- [Directions]:
A. In the houseplant care text, how long should a plant sit in the excess moisture after watering?
B. Pick up the houseplant care text after its last sentence and keep writing it.

- [Excerpted passage]:
:::::
Monitor your plants' soil moisture by sticking your finger in the soil every two or three days. When the soil is dry, water. When the soil is wet, don't water. I know this sounds simple, but it is the best way to determine when to water.

When you do water, give the plant enough water to saturate the soil. Water until excess moisture pours out of the pot. Let your watered plant sit in the excess moisture for 15 to 30 minutes after watering. Then pour any excess water out of the drainage saucer.

Use tap water, deionized, or distilled water to give your plant a drink. Do not use water treated by a water softener.

Nitrogen is important

Fertilize your plants with a soluble plant food such as a 23-18-16. Put this in the water you use to water with. Notice the first number, nitrogen, is higher than either phosphorous or potassium. Most houseplants are foliage plants. Therefore you want to encourage your plant to produce good leaves. Addition of nitrogen will increase leaf growth.

During the winter fertilize about once per month. During the summer growing season, fertilize your houseplants every week to every other week. Your houseplants grow rapidly during the summer, so they will need extra nutrition to thrive.
:::::
(Stored items)
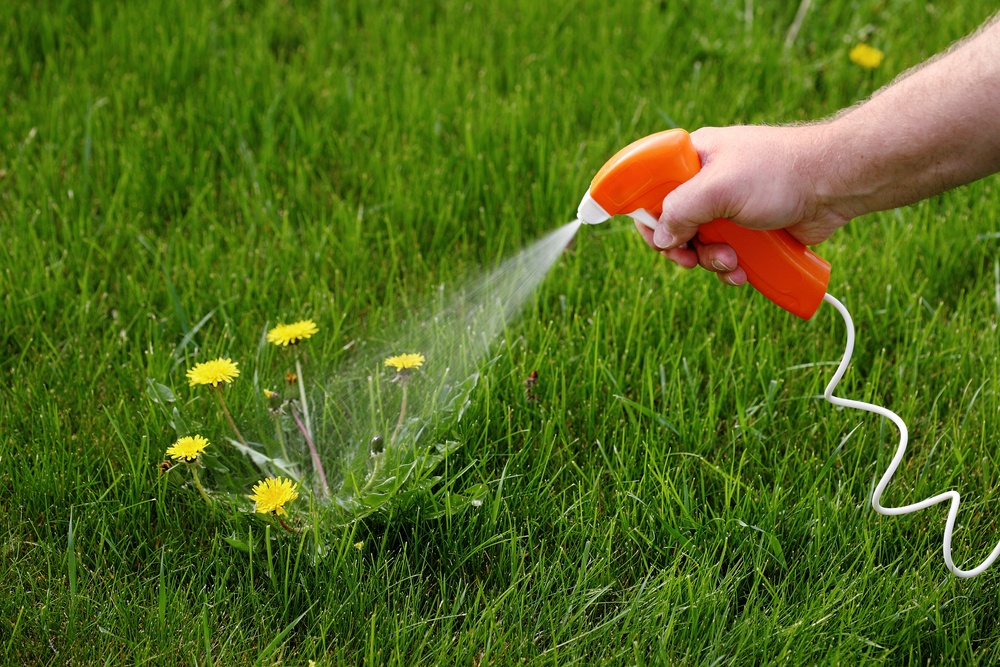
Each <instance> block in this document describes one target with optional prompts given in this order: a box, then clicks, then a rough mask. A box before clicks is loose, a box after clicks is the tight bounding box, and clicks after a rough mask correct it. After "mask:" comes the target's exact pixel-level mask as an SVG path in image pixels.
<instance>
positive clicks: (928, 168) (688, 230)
mask: <svg viewBox="0 0 1000 667" xmlns="http://www.w3.org/2000/svg"><path fill="white" fill-rule="evenodd" d="M691 141H692V142H693V144H694V146H695V148H696V149H697V151H698V154H699V155H700V157H701V162H702V169H701V171H700V172H699V173H698V174H697V175H695V177H694V178H692V179H691V180H689V181H688V182H686V183H683V184H681V185H680V186H679V187H678V188H677V189H676V190H674V191H673V192H672V193H670V194H669V195H668V196H667V197H666V199H664V201H663V214H662V215H661V216H660V219H659V224H658V225H657V227H656V230H655V231H653V230H650V229H648V228H647V227H645V226H643V225H641V224H636V227H637V228H638V229H639V232H640V233H641V234H642V236H643V238H644V239H645V240H646V242H647V243H648V244H649V245H650V246H652V247H653V248H655V249H656V250H658V251H659V252H660V254H662V255H663V256H664V257H666V258H667V259H669V260H672V261H674V262H676V263H677V264H680V265H681V266H683V267H685V268H694V267H695V266H698V265H701V266H702V267H703V268H705V269H708V270H709V271H712V272H714V273H716V274H717V275H718V276H719V278H720V279H721V280H722V281H723V282H725V283H727V284H730V285H742V284H743V283H745V282H746V280H747V276H746V273H745V272H744V271H743V269H742V268H741V267H740V266H739V258H738V257H737V255H736V251H734V250H733V249H732V248H731V247H730V246H728V245H725V244H702V243H700V242H699V241H698V240H697V239H696V238H695V235H696V234H697V232H698V226H699V225H701V224H704V223H706V222H709V221H711V220H712V219H714V218H729V219H730V220H732V221H734V222H736V223H737V224H739V225H743V226H744V227H749V228H752V229H786V230H787V231H788V232H789V233H790V234H791V235H792V236H794V237H795V238H797V239H798V240H799V241H801V242H802V243H804V244H806V245H814V244H817V243H819V242H821V241H824V240H825V239H827V238H829V236H830V235H831V234H833V232H835V231H836V230H837V229H839V228H840V227H842V226H844V225H846V224H847V223H848V222H850V221H851V220H852V219H853V218H856V217H858V216H861V215H864V214H866V213H872V212H874V211H883V210H886V209H891V208H896V207H899V206H906V205H908V204H912V203H915V202H917V201H920V200H922V199H926V198H928V197H931V196H933V195H936V194H939V193H941V192H944V191H945V190H949V189H951V188H954V187H957V186H959V185H964V184H966V183H971V182H972V181H975V180H978V179H980V178H983V177H985V176H988V175H990V174H993V173H996V172H997V171H1000V21H998V20H991V21H988V22H987V23H986V24H984V25H983V27H981V28H980V29H979V30H978V31H977V32H975V33H974V34H972V35H970V36H969V37H967V38H966V39H964V40H963V41H961V42H960V43H958V44H956V45H955V46H953V47H952V48H951V49H949V50H947V51H946V52H944V53H943V54H940V55H939V56H937V57H935V58H932V59H931V60H930V61H928V62H927V63H925V64H924V65H922V66H919V67H916V68H914V69H913V70H910V71H909V72H907V73H905V74H904V75H903V76H901V77H900V78H899V79H897V80H896V81H895V82H894V83H892V84H890V85H889V86H886V87H885V88H883V89H882V90H880V91H879V92H877V93H876V94H875V95H873V96H872V97H871V98H870V99H869V100H867V101H866V102H864V103H862V104H859V105H857V106H855V107H852V108H850V109H847V110H845V111H843V112H841V113H840V114H838V115H837V116H836V117H834V118H833V119H831V120H828V121H825V122H819V123H815V124H810V125H799V126H787V127H768V126H736V127H726V128H714V127H706V128H702V129H700V130H697V131H696V132H693V133H692V134H691Z"/></svg>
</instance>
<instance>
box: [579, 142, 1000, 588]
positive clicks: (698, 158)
:::::
- [Task-by-task results]:
A. 15 to 30 minutes.

B.
Usually a houseplant has light shining on it from one direction, a window or an artificial light source. Therefore, to keep the plant growing in all directions, turn your plant 180 degrees every week or two. By rotating your plant, all parts of it will be exposed to the same amount of light and it will grow symmetrically.

Houseplants often gather dust on their leaves. You need to clean the leaves occasionally by using a clean damp cloth and wiping the leaves. You can also use a plant shine. This will not only eliminate the dust layer, but it will also give your plants a vibrant healthy green look.

If you want to make your home more relaxing, add some houseplants to your decor. Not only will your home or apartment look good, it will be a healthier place to live. Your soul will also benefit by giving a plant some TLC.